### Directive 1
Decide whether each statement about the interview on influencer marketing agrees with the text: (a) the influencer activity generated millions of impressions at low cost; (b) the woman's date night video was filmed in the United States; (c) Drew Moffitt describes Kumospace as having many layers of management. For each, answer yes or no and quote the words of the text that decide it.
### Directive 2
In the interview on influencer marketing, how did the woman replicate her date night video?
### Directive 3
Print the part of the interview on influencer marketing that begins at the words "Well, she like" and stops after "or awareness tactics.".

### Passage to read
So I was able to test and then ultimately build an influencer and scale and influencer activity that just generated millions of impressions on the internet at a very low costs and that led to people and we still have like a lot of brand awareness because of that fact. So it was a really large tactic that carried us through a lot of 2021. Subsequently, we’ve been developing more additional tactics as well.
Matthew Todd
For that short form, video content for anyone else out there who may be starting to experiment that with that as well. What were some of the things that you found worked in terms of, you know, type of content or how you you went about structuring?
Drew Moffitt
Yeah, so my advice on it is when you think when you approach influencer marketing, it’s you’re more buying the audience. But the audience resonates with that person. Right? So it doesn’t feel natural. If you just try to interject something like you need that creator to be incorporating it in their activities. So one video that did like really well is there was this woman who makes videos, a lot of her video contents about her and her boyfriend. One of her videos that did really well was they did like a date night live in Canada. They went out to like a lake and had a little fireside thing, you know, built a little bonfire.
Well, she like replicated that video by doing this virtual date in Kumospace. That did extremely well because it resignated with her audience, if I showed up and said like, hey, why don’t you tell people how they can use this for their virtual corporate happy-hour? Like her audience wouldn’t resonate with that. So you want to always think you want to give a lot of creative freedom, whereas you may not do that and other kinds of ad or awareness tactics.
Matthew Todd
I see. So very much steered by the Creator that you’re working with letting them do something that their audience is used to, and they know is going to come across well.
Drew Moffitt
Yeah, you, you want to have a brief that obviously says, like mentioned your brand, highlight the product, use the product, but at the same time, you also want to, you want to give them a high degree of creative freedom. You really, there needs to be a high degree of authenticity coming from that content. Otherwise, you know, their audience will just be like, this doesn’t feel right to them. Like, this is clearly like an ad like, I’m not interested, I want to go back to watching their, like, normal, funny content or whatever they create.
Matthew Todd
As you started as then, you know, grow that, that customer base, then,you know, what are some of the things that that early audience was telling you about the product direction, you know, how are they helping you influence the, you know, both the features in the product, but also the, the kind of the positioning of the product as well.
Drew Moffitt
Since the CEO is a technical person, he really, you know, the the company is very much operated as there’s a product side of the house and this kind of like business side of the house, okay. And the nice thing about Kumospace, we’re a very flat organization.

### Extracted material
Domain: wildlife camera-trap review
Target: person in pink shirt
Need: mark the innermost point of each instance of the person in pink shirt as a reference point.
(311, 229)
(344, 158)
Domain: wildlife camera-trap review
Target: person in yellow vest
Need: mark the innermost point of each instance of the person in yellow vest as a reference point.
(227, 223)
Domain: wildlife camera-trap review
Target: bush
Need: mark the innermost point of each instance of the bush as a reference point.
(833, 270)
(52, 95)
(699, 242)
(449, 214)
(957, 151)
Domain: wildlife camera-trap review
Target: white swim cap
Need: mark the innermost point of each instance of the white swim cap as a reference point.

---

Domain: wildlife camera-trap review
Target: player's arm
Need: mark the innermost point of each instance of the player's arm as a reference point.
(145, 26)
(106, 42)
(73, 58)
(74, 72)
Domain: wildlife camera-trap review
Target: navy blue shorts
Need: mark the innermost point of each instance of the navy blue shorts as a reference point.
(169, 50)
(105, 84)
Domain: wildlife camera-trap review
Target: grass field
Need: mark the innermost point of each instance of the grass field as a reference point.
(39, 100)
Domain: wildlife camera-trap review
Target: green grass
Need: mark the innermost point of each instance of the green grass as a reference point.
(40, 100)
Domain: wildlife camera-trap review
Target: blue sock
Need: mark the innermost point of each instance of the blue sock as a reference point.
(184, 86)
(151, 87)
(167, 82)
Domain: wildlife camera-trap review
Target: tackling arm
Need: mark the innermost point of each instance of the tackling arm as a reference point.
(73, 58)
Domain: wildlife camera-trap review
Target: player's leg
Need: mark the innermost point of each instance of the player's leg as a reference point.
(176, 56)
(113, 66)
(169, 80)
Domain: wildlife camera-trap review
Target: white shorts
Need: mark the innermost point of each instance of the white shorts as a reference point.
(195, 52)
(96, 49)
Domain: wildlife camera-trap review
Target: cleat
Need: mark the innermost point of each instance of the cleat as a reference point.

### Exercise output 1
(a) Yes: "generated millions of impressions on the internet at a very low costs"
(b) No: "they did like a date night live in Canada"
(c) No: "we’re a very flat organization"

### Exercise output 2
She replicated it by doing a virtual date in Kumospace.

### Exercise output 3
Well, she like replicated that video by doing this virtual date in Kumospace. That did extremely well because it resignated with her audience, if I showed up and said like, hey, why don’t you tell people how they can use this for their virtual corporate happy-hour? Like her audience wouldn’t resonate with that. So you want to always think you want to give a lot of creative freedom, whereas you may not do that and other kinds of ad or awareness tactics.